- Text shown -
Cisneros Tersitsch, Marco Elías: The Impact of Public Policies on Deforestation in the Brazilian Amazon. - Bonn, 2017. - Dissertation, Rheinische Friedrich-Wilhelms-Universität Bonn.
Online-Ausgabe in bonndoc: https://nbn-resolving.org/urn:nbn:de:hbz:5n-47509
@phdthesis{handle:20.500.11811/7024,
urn: https://nbn-resolving.org/urn:nbn:de:hbz:5n-47509,
author = {{Marco Elías Cisneros Tersitsch}},
title = {The Impact of Public Policies on Deforestation in the Brazilian Amazon},
school = {Rheinische Friedrich-Wilhelms-Universität Bonn},
year = 2017,
month = jul,

note = {Between 2000 and 2012, 2.3m sq. kilometers of tree cover, equivalent to 6.4 times the size of Germany, were lost globally due to land cover change. Forest loss often comes with significant social and environmental costs. Deforestation contributes 12% - 30% of global greenhouse gas emissions, reduces biodiversity and threatens traditional livelihoods.
Forest conservation policies have shown mixed results worldwide. The success of instruments depends on both their policy design and the context to which they are applied. Even well designed policies can fail to avoid deforestation, when the bio-physical, socio-economic, and the political context are overlooked. This thesis investigates the role of the political context as a potential inhibitor or facilitator of forest conservation in Brazil.

Coordinate annotation lines
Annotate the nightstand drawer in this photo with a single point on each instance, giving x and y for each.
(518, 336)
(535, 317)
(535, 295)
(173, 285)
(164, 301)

- Instruction -
Continue the text on public policy and deforestation in the Brazilian Amazon, picking up right after its final sentence.

- Exercise answer -
Brazil is an ideal case to study the political economy of forest conservation. During the 2000s the country introduced a substantial forest conservation reform and deforestation rates subsequently fell by 80%. The realized policy-mix included different disincentive and incentive components. Effective measures include the expansion of protected areas, the increase in field-based environmental law enforcement, fines and credit restrictions to environmental offenders.
To understand the role of the political sector, this thesis analyzes three Brazilian forest conservation policies that address the political context and the environmental governance at the local level: An anti-corruption policy targeting districts’ administrational responsibilities, though leaving environmental performance uncontrolled; a naming and shaming policy targeting districts with high deforestation rates; and an incentive-based payments for environmental services program combined with forest friendly investments to residents in protected areas.
Impacts and the mechanism through which these polices effect environmental outcomes are analyzed with a combination of spatial data processing techniques and quasi-experimental methods. High resolution satellite data is used to construct yearly outcomes on forest losses, degradation, and fires. Spatial matching and panel data estimations allow to control for selection biases and potential leakage effects.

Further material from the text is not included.